* [EXTRAIT CITÉ]:

Elle entre aussi en relation avec
la Supérieure du Bon Sauveur de Caen et lui demande d'accueillir de nombreuses
personnes. Elle est particulièrement attentive aux prêtres et religieuses
atteintes de troubles psychiatriques. Sa correspondance est brève, mais
émouvante de délicatesse, de patience et de respect pour ces malades.
Les épreuves ne manquent pas dans
ce quartier Mouffetard. Les épidémies de choléra se succèdent. Le manque
d'hygiène, la misère favorisent leur virulence. Spécialement en 1832 et 1846, le
dévouement, les risques pris par Sœur Rosalie et ses Filles ont frappé
l'imagination. On l'a vu ramasser elle-même les corps abandonnés dans les rues!

* [DONNÉES ENREGISTRÉES]:
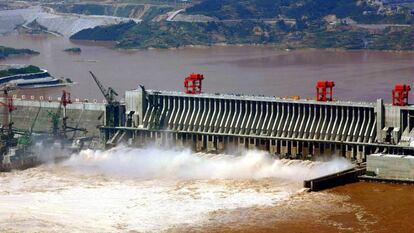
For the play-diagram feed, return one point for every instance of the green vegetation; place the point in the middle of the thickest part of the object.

* [TÂCHES À FAIRE]:
a. Remplacez « choléra » par « typhus » dans le passage du texte sur Sœur Rosalie qui s'ouvre sur les mots « Les épreuves ne » et se ferme sur « dans les rues! », puis recopiez ce passage.
b. D'après le texte sur Sœur Rosalie, en quelles années son dévouement et celui de ses Filles ont-ils surtout frappé les esprits ?
c. Écrivez la suite du texte sur Sœur Rosalie, en partant de sa dernière phrase.

* [RÉPONSES]:
a.
Les épreuves ne manquent pas dans
ce quartier Mouffetard. Les épidémies de typhus se succèdent. Le manque
d'hygiène, la misère favorisent leur virulence. Spécialement en 1832 et 1846, le
dévouement, les risques pris par Sœur Rosalie et ses Filles ont frappé
l'imagination. On l'a vu ramasser elle-même les corps abandonnés dans les rues!

b. En 1832 et en 1846.

c.
Durant les journées d'émeutes de
juillet 1830 et de février 1848, barricades et luttes sanglantes opposent le
pouvoir à une classe ouvrière déchaînée. Monseigneur Affre, archevêque de Paris,
est tué en voulant s'interposer entre les belligérants. Sœur Rosalie souffre:
elle aussi monte sur les barricades pour secourir les combattants blessés de
quelque camp qu'ils soient. Sans crainte aucune, elle risque sa vie dans les
affrontements. Son courage et son esprit de liberté forcent l'admiration.
Lorsque l'ordre est rétabli, elle
essaie de sauver nombre de ces hommes qu'elle connaît et qui sont victimes d'une
répression féroce. Elle est beaucoup aidée par le maire de l'arrondissement, le
docteur Ulysse Trélat, pur républicain, lui aussi très populaire.
En 1852, Napoléon III décide de lui
remettre la Croix de la Légion d'honneur: elle est prête à refuser cet honneur
personnel, mais Monsieur Etienne, supérieur des Prêtres de la Mission et des
Filles de la Charité l'oblige à l'accepter.
De santé fragile, Sœur Rosalie n'a
jamais pris aucun instant de repos, finissant toujours par surmonter fatigues et
fièvres. L'âge, une grande sensibilité nerveuse, l'accumulation des tâches
finissent par venir à bout de sa grande résistance et de sa forte volonté.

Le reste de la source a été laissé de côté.